### TEXTO BASE
-=-=-
Marina blinda Ibama na Amazônia e trava indicações políticas nos estados
BRASÍLIA, DF, E SALVADOR, BA (FOLHAPRESS) - Em meio a negociações do presidente Lula (PT) para atrair novos aliados e a uma disputa entre deputados por cargos federais, a ministra do Meio Ambiente, Marina Silva, atua para blindar das indicações políticas os postos estaduais estratégicos na área.
O principal foco de disputa são as superintendências locais do Ibama (Instituto Brasileiro do Meio Ambiente e dos Recursos Naturais e Renováveis), órgão que tem como função o monitoramento e a fiscalização de infrações ambientais.
Das 26 superintendências estaduais do Ibama, 17 tiveram os seus chefes nomeados desde o início do governo, dentre os quais a maioria (9) é de servidores.
Marina conseguiu colocar funcionários de carreira do órgão em sete dos nove estados da Amazônia Legal e também nos locais que compõem o Pantanal.
-=-=-
### INSTRUÇÕES DA TAREFA
No texto sobre o Ibama, liste todas as quantidades citadas, em algarismos ou por extenso, na ordem em que aparecem, e diga o que cada uma conta. As linhas a seguir não têm relação com o texto.

### DADOS DISPONÍVEIS
-=-=-
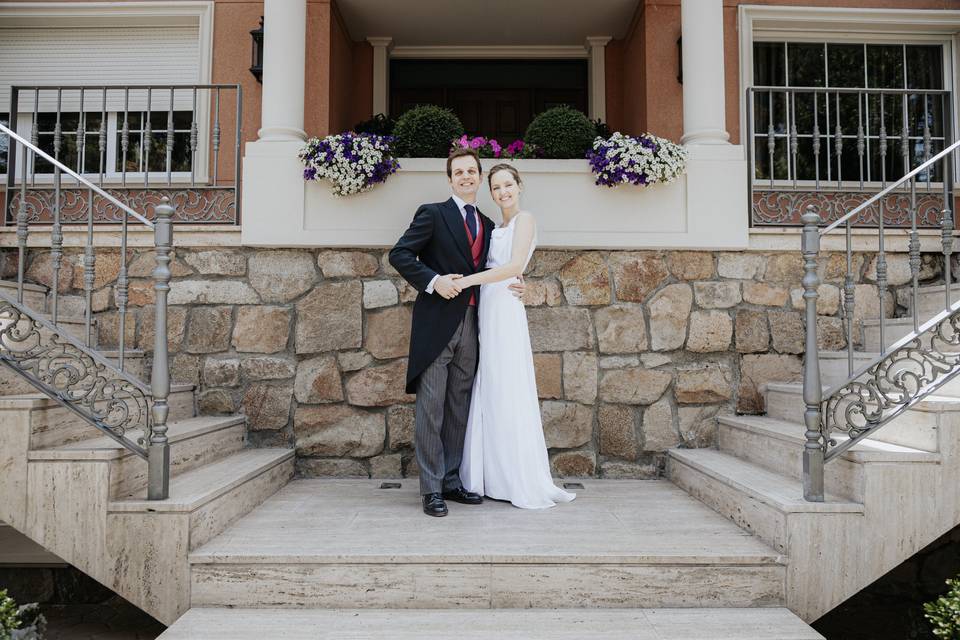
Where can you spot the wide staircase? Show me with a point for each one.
-=-=-
### RESULTADO ABAIXO
- 26: superintendências estaduais do Ibama
- 17: superintendências que tiveram chefes nomeados desde o início do governo
- 9: chefes nomeados que são servidores
- sete: estados da Amazônia Legal onde Marina colocou funcionários de carreira do órgão
- nove: estados da Amazônia Legal